==== Page excerpt ====

Google’s primary launch post includes several partner examples that show where Gemini 3.5 Flash is being tested or integrated. Shopify is using parallel subagents to analyze complex data over long horizons for merchant growth forecasting. Macquarie Bank is piloting the model for customer onboarding, where it must reason over documents longer than 100 pages, retrieve relevant information, and make recommendations with low latency.

Salesforce is integrating Gemini 3.5 Flash into Agentforce to automate enterprise tasks with multiple subagents that retain context and use tools across many turns. Ramp is applying the model’s multimodal understanding to improve OCR for complex invoices by combining visual interpretation with reasoning over historical patterns. Xero is using agents for multi week administrative workflows such as identifying suppliers and gathering information for 1099 tax forms. Databricks is using agentic workflows to monitor real time information, reason across large datasets, diagnose issues, and propose fixes for data scientists.

These examples share a useful lesson. Gemini 3.5 Flash is not only aimed at creative demos or chat productivity. The target workloads are messy, document heavy, tool dependent, and often spread across systems. That is where latency and token cost become decisive.

Gemini Spark and personal agents

Gemini 3.5 Flash is also the default model in the Gemini app and AI Mode in Search. Google says it powers Gemini Spark, a personal AI agent that can run continuously under your direction. Spark is starting with trusted testers and is planned for a beta rollout to Google AI Ultra subscribers in the United States.

The idea behind Spark is that an agent can watch for context, help manage digital tasks, and ask follow up questions when needed. Ars Technica reported examples such as monitoring emails, preparing daily digests, summarizing meetings, and gathering information from Google Drive or Gmail with user direction. Google stresses that high stakes actions should require approval.

This is where the usefulness and privacy questions become inseparable. A personal agent becomes more valuable when it has access to more context. The same access increases the need for transparency, permissions, auditability, and reliable refusal behavior. Gemini 3.5 Flash may make always available agents more technically feasible, but product design will decide whether people trust them.

Pricing and efficiency considerations

Gemini 3.5 Flash is positioned as a more efficient alternative to larger frontier models. Google says it can complete some long horizon agentic work at less than half the cost of other frontier models. Artificial Analysis lists API pricing for Gemini 3.5 Flash high at 1.50 dollars per million input tokens and 9.00 dollars per million output tokens, with cached and blended costs depending on usage patterns and provider details.

==== Extracted entries ====

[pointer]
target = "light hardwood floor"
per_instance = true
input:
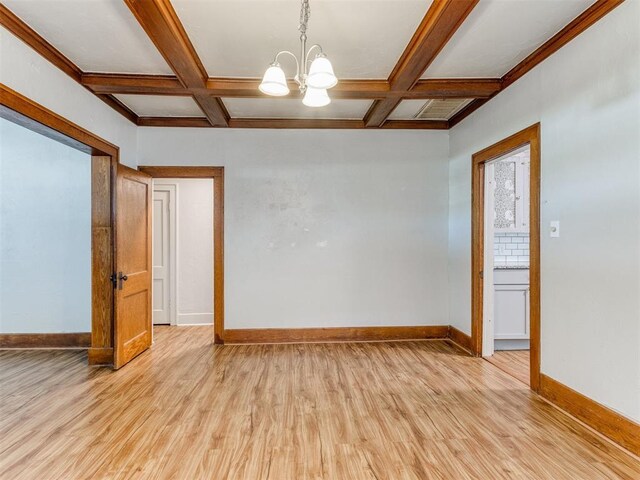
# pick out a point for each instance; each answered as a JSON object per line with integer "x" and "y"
{"x": 189, "y": 410}
{"x": 513, "y": 362}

====

Task prompt
Return the part of the Gemini 3.5 Flash excerpt above, word for word, starting with "Salesforce is integrating" and going on through "cost become decisive.".

Exercise answer
Salesforce is integrating Gemini 3.5 Flash into Agentforce to automate enterprise tasks with multiple subagents that retain context and use tools across many turns. Ramp is applying the model’s multimodal understanding to improve OCR for complex invoices by combining visual interpretation with reasoning over historical patterns. Xero is using agents for multi week administrative workflows such as identifying suppliers and gathering information for 1099 tax forms. Databricks is using agentic workflows to monitor real time information, reason across large datasets, diagnose issues, and propose fixes for data scientists.

These examples share a useful lesson. Gemini 3.5 Flash is not only aimed at creative demos or chat productivity. The target workloads are messy, document heavy, tool dependent, and often spread across systems. That is where latency and token cost become decisive.